# [EXCERPTED RECORDS]

------------------------------------------------------------------------

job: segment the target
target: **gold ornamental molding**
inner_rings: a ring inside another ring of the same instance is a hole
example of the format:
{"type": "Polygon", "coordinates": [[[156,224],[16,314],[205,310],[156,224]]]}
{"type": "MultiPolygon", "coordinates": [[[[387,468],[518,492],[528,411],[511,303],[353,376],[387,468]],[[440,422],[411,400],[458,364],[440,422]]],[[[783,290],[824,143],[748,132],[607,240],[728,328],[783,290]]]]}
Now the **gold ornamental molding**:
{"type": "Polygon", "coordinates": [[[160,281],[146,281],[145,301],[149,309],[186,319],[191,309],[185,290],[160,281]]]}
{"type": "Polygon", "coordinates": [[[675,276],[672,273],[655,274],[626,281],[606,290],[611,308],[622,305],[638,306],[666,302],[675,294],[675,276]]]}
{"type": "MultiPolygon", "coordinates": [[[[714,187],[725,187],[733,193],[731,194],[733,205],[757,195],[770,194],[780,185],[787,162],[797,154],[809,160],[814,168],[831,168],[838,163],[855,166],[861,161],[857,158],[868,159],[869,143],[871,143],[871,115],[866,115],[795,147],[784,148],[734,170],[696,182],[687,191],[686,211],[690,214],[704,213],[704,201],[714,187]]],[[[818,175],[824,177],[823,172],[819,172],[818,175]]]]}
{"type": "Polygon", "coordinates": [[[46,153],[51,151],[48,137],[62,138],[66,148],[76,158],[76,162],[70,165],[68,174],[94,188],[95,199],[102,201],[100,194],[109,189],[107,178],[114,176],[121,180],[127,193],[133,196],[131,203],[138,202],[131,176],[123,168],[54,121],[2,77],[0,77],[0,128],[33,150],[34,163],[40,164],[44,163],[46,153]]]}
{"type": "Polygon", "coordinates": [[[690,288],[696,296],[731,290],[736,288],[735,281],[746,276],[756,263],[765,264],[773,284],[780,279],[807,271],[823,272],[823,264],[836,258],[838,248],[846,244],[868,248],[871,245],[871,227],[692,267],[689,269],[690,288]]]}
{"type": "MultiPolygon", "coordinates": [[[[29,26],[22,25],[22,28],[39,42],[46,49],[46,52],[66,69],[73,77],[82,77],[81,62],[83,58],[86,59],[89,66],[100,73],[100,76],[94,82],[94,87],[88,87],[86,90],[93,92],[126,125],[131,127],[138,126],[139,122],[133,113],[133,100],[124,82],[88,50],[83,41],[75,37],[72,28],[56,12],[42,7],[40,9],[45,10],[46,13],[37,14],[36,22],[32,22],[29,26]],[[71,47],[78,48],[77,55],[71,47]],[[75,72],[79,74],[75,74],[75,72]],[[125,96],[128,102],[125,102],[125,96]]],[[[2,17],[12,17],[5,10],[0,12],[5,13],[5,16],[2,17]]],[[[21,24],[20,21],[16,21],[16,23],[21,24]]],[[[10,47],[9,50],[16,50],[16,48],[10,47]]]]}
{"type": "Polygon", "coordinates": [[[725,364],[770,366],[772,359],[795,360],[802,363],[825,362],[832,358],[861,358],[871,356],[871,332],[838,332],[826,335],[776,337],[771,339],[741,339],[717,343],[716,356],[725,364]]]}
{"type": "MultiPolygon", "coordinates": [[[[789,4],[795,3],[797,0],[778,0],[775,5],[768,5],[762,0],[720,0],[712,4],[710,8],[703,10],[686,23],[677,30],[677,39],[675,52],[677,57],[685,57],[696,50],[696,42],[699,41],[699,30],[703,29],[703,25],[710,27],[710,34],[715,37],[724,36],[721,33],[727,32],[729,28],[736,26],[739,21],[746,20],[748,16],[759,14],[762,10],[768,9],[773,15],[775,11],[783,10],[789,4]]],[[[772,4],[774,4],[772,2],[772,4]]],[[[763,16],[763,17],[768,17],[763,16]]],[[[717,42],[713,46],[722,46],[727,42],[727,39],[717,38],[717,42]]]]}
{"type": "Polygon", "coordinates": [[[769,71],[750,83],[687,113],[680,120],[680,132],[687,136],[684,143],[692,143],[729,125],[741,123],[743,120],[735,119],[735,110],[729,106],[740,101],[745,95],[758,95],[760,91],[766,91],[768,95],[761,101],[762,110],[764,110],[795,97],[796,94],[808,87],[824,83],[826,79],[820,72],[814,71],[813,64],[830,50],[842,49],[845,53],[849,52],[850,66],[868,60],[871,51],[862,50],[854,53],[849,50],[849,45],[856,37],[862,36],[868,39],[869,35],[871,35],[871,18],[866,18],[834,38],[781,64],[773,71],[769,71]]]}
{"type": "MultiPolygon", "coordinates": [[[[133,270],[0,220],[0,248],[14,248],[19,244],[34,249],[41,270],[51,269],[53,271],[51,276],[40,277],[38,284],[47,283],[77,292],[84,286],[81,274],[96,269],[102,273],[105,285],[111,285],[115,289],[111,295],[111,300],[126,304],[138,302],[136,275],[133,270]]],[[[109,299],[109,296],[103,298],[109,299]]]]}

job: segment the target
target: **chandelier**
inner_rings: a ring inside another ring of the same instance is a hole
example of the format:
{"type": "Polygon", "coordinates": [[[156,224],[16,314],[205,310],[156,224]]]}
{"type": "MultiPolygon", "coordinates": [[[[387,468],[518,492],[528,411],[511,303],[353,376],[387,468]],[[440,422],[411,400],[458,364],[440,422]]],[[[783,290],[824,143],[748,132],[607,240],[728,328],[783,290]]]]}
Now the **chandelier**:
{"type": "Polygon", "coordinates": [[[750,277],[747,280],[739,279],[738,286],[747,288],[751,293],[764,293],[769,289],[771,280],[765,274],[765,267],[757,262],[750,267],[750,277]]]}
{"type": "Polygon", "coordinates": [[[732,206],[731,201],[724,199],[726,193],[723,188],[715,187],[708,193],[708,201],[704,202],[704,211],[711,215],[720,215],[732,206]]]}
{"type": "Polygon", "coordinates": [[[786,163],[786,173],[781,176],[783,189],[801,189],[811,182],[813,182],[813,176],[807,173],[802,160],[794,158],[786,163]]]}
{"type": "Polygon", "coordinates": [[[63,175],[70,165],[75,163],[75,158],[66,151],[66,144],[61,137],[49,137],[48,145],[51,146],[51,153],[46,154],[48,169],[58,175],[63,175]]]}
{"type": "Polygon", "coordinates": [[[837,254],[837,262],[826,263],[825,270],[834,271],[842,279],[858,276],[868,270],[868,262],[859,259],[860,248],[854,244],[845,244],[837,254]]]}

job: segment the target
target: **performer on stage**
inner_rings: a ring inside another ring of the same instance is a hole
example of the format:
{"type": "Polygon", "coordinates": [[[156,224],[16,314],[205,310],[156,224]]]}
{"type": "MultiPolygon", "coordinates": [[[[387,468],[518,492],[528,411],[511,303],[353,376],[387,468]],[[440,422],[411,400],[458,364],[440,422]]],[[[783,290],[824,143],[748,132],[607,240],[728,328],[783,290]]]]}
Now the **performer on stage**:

------------------------------------------------------------------------

# [SHORT PROBLEM]
Reproduce the listing from its beginning up to and including the line with "Now the **gold", swapping "gold ornamental molding" for "gilded ornamental molding" and leaving everything else unchanged.

# [ANSWER TO THE PROBLEM]
job: segment the target
target: **gilded ornamental molding**
inner_rings: a ring inside another ring of the same instance is a hole
example of the format:
{"type": "Polygon", "coordinates": [[[156,224],[16,314],[205,310],[156,224]]]}
{"type": "MultiPolygon", "coordinates": [[[[387,468],[518,492],[528,411],[511,303],[353,376],[387,468]],[[440,422],[411,400],[458,364],[440,422]]],[[[783,290],[824,143],[748,132],[607,240],[728,328],[783,290]]]]}
Now the **gilded ornamental molding**:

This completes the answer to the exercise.